Set task - The records that follow should be retyped word for word.

+++ Provided material +++

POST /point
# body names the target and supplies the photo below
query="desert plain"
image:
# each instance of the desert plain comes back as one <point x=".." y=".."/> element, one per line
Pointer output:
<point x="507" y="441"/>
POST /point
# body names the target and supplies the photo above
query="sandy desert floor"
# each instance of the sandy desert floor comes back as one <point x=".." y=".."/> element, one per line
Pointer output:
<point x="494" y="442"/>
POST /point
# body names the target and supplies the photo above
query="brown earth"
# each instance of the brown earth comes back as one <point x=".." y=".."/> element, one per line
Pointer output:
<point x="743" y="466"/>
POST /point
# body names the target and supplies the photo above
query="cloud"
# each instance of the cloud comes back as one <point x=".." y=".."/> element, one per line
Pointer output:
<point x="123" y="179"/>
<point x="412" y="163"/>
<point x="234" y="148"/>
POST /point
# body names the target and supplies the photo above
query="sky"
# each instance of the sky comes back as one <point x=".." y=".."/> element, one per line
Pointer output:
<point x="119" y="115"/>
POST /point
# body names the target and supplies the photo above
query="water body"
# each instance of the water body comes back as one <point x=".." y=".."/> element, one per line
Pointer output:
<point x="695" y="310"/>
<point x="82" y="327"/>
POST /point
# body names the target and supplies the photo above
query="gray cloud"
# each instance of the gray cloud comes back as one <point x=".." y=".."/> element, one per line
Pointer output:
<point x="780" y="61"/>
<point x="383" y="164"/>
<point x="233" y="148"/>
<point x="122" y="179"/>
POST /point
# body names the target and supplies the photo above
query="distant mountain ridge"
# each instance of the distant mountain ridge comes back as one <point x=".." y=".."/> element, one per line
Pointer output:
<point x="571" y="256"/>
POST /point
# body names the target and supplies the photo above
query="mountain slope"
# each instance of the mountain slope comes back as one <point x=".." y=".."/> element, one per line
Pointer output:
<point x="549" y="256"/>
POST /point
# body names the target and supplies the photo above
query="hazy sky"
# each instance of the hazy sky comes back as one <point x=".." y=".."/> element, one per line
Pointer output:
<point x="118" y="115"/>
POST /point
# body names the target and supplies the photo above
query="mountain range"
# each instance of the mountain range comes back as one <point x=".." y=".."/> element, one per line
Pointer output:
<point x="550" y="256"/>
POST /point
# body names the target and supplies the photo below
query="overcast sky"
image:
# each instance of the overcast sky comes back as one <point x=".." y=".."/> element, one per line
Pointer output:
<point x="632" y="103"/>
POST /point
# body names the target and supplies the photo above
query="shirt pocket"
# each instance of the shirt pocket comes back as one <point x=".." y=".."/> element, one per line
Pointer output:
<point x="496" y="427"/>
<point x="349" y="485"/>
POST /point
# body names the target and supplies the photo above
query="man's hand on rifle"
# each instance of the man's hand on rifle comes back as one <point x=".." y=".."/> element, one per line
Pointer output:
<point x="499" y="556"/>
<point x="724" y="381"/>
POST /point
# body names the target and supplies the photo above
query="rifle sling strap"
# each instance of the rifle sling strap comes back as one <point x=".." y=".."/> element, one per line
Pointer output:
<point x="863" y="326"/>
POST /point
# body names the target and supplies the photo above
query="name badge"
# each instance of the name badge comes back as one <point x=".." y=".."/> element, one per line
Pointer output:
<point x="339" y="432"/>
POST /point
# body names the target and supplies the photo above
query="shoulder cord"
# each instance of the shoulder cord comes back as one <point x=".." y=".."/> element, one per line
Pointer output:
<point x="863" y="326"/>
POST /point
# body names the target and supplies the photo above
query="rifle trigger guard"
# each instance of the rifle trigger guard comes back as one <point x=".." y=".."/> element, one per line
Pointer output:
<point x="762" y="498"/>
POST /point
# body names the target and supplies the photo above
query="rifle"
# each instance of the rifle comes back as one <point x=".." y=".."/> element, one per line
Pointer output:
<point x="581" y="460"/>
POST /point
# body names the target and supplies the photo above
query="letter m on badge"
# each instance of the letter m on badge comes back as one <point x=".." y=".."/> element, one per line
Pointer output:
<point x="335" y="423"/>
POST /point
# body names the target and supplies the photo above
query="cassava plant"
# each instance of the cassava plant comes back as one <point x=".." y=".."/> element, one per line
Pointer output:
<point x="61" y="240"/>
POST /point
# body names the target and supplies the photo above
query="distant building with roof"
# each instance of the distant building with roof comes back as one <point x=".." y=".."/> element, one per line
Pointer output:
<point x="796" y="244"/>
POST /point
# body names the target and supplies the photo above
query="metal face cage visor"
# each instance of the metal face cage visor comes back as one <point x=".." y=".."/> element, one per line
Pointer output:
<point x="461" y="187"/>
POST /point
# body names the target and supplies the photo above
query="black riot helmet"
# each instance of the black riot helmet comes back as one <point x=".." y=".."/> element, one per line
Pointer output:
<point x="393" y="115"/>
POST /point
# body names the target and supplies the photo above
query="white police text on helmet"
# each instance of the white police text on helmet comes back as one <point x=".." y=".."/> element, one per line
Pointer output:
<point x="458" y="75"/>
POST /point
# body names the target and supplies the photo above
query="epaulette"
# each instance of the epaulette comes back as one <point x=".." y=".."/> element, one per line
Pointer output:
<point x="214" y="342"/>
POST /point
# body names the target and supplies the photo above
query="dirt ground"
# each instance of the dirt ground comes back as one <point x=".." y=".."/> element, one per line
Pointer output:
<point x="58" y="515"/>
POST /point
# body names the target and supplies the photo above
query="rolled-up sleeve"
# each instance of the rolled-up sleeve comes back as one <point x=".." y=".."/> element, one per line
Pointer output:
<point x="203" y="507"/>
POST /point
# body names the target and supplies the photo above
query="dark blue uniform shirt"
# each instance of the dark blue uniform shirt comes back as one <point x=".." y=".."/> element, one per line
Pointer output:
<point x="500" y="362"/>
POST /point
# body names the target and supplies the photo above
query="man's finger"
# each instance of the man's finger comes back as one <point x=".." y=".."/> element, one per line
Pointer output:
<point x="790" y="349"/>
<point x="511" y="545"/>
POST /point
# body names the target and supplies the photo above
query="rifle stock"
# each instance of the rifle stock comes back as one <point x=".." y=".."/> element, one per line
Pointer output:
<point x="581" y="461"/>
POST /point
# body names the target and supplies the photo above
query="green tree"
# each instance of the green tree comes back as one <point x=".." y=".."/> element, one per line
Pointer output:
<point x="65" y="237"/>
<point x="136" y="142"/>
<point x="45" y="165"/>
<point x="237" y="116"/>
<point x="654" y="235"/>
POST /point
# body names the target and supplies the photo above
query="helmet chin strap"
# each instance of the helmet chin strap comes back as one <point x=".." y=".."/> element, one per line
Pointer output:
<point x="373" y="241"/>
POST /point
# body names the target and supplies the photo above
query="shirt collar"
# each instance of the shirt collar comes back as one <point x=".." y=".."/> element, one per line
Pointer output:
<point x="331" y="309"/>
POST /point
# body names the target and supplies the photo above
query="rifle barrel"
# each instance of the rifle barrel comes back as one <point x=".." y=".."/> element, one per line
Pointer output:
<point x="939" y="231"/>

+++

Exercise solution -
POST /point
# body names the target and supplies the photo below
query="desert plain"
image:
# each instance of the desert plain comes back as one <point x=".." y=".."/> element, one per line
Pointer output:
<point x="507" y="441"/>
POST /point
# body names the target and supplies the photo above
query="sandy desert floor"
# each instance of the sandy desert floor comes back as one <point x=".." y=".."/> element, one per line
Pointer output:
<point x="494" y="442"/>
POST /point
# body names the target and supplies the photo above
query="brown earth"
# each instance of the brown earth comes back as one <point x=".." y=".."/> element, one per line
Pointer output:
<point x="743" y="466"/>
POST /point
# body names the target and supplies the photo above
query="cloud"
# each instance of the cloud comes back as one <point x=".." y=".."/> element, one per line
Pointer output:
<point x="123" y="179"/>
<point x="412" y="163"/>
<point x="234" y="148"/>
POST /point
# body names the target and supplies the photo above
query="sky"
# each instance of the sky comes back as one <point x=".." y=".."/> element, one per line
Pointer output:
<point x="119" y="115"/>
POST /point
# body names the target and supplies the photo above
query="water body"
# each instance of the water body comes back as one <point x=".." y=".."/> element, one per line
Pointer output:
<point x="695" y="310"/>
<point x="82" y="327"/>
POST /point
# body names the target and supplies the photo above
query="gray cloud"
# each instance of the gray cloud comes back as one <point x=".." y=".."/> element, one per line
Pointer output:
<point x="780" y="61"/>
<point x="383" y="164"/>
<point x="233" y="148"/>
<point x="122" y="179"/>
POST /point
# body names the target and supplies the photo above
query="distant mountain ridge"
# each instance of the distant mountain ridge comes back as one <point x=".." y=".."/> element, one per line
Pointer output:
<point x="571" y="256"/>
POST /point
# body names the target and supplies the photo above
query="mountain slope"
# each instance of the mountain slope comes back as one <point x=".." y=".."/> element, one per line
Pointer output:
<point x="549" y="256"/>
POST /point
# body names the target and supplies the photo above
query="hazy sky"
# each instance of the hazy sky comes back as one <point x=".." y=".."/> element, one per line
Pointer output:
<point x="118" y="115"/>
POST /point
# body names the target and supplies the photo above
query="mountain range"
# each instance of the mountain range comes back as one <point x=".." y=".."/> element, one per line
Pointer output:
<point x="550" y="256"/>
POST /point
# body names the target and supplies the photo below
query="overcast sky"
image:
# each instance of the overcast sky comes back as one <point x=".." y=".."/> element, one per line
Pointer output:
<point x="632" y="103"/>
POST /point
# body names the target and supplies the photo above
query="shirt pocket"
# each instance of the shirt pocket comes back as one <point x=".." y=".."/> element, one per line
Pointer output:
<point x="496" y="427"/>
<point x="349" y="485"/>
POST /point
# body names the target and supplies the photo above
query="man's hand on rifle"
# each instance of the man's hand on rifle comes back as one <point x=".." y=".."/> element, one per line
Pointer output:
<point x="499" y="556"/>
<point x="724" y="381"/>
POST /point
# body names the target and supplies the photo above
query="rifle sling strap"
# each instance of the rifle sling strap comes back as one <point x=".." y=".."/> element, one per line
Pointer output:
<point x="863" y="326"/>
POST /point
# body names the target and supplies the photo above
query="name badge"
# each instance of the name badge comes back as one <point x=".." y=".."/> element, one per line
Pointer output:
<point x="339" y="432"/>
POST /point
# body names the target and supplies the photo above
query="shoulder cord"
# each instance of the shoulder cord comes back as one <point x=".." y=".."/> element, one per line
Pointer output:
<point x="863" y="326"/>
POST /point
# body names the target and supplies the photo above
query="rifle trigger guard"
# each instance of the rifle trigger guard comes back as one <point x=".." y=".."/> element, one per line
Pointer output:
<point x="762" y="498"/>
POST /point
# body names the target and supplies the photo above
query="rifle"
# each instance of the rifle comes back as one <point x=".." y=".."/> element, one per line
Pointer output:
<point x="581" y="460"/>
POST /point
# body names the target and supplies the photo above
query="letter m on badge"
# each instance of the letter m on badge comes back as one <point x=".." y=".."/> element, one per line
Pointer output:
<point x="335" y="423"/>
POST /point
# body names the target and supplies the photo above
query="cassava plant"
# each instance of the cassava plant comes back as one <point x=".." y=".."/> element, one per line
Pointer output:
<point x="61" y="240"/>
POST /point
# body names the target and supplies the photo above
query="distant building with roof"
# each instance of the distant building with roof comes back as one <point x=".." y=".."/> element, one per line
Pointer output:
<point x="796" y="244"/>
POST /point
# body names the target and supplies the photo above
query="metal face cage visor"
# each instance of the metal face cage visor comes back as one <point x=".." y=".."/> element, one per line
Pointer output:
<point x="461" y="187"/>
POST /point
# body names the target and supplies the photo above
query="black riot helmet"
# each instance of the black riot helmet comes back as one <point x=".." y=".."/> element, one per line
Pointer output:
<point x="393" y="115"/>
POST /point
# body names the target and supplies the photo above
query="white police text on helmet"
# each instance of the white police text on helmet comes back as one <point x=".." y=".."/> element, one per line
Pointer output:
<point x="458" y="75"/>
POST /point
# body names the target and supplies the photo above
query="epaulette"
# each instance of the epaulette comes back as one <point x=".." y=".."/> element, one per line
Pointer output:
<point x="214" y="342"/>
POST /point
# body names the target and supplies the photo above
query="dirt ground"
# each instance of the dirt ground comes back as one <point x=".." y=".."/> element, one per line
Pointer output:
<point x="58" y="515"/>
POST /point
# body names the target and supplies the photo above
query="rolled-up sleeve"
# each instance of the rolled-up sleeve comes back as one <point x=".." y=".."/> element, one per line
Pointer output:
<point x="203" y="507"/>
POST /point
# body names the target and supplies the photo above
query="dark blue uniform shirt"
# each instance of the dark blue uniform shirt comes back as one <point x=".." y=".."/> element, one per line
Pointer output:
<point x="500" y="362"/>
POST /point
# body names the target and supplies the photo above
query="man's finger"
# each instance of the man's finger comes back as one <point x=".." y=".."/> element, one per line
Pointer output:
<point x="790" y="349"/>
<point x="511" y="545"/>
POST /point
# body names the target and supplies the photo above
query="rifle stock"
# each instance of the rifle stock comes back as one <point x=".." y=".."/> element, one per line
Pointer output:
<point x="581" y="461"/>
POST /point
# body names the target and supplies the photo above
query="green tree"
# each instance of the green tree comes back as one <point x=".." y=".."/> element, one per line
Pointer output:
<point x="65" y="237"/>
<point x="136" y="142"/>
<point x="45" y="165"/>
<point x="237" y="116"/>
<point x="654" y="235"/>
POST /point
# body names the target and supplies the photo above
query="helmet chin strap"
# each instance of the helmet chin strap comes back as one <point x=".." y=".."/> element, one per line
Pointer output:
<point x="373" y="241"/>
POST /point
# body names the target and supplies the photo above
query="shirt collar"
# each instance of the shirt collar comes back as one <point x=".." y=".."/> element, one per line
Pointer output:
<point x="331" y="309"/>
POST /point
# body names the target and supplies the photo above
query="rifle barrel"
# each instance of the rifle barrel comes back as one <point x=".." y=".."/> element, one per line
Pointer output:
<point x="939" y="231"/>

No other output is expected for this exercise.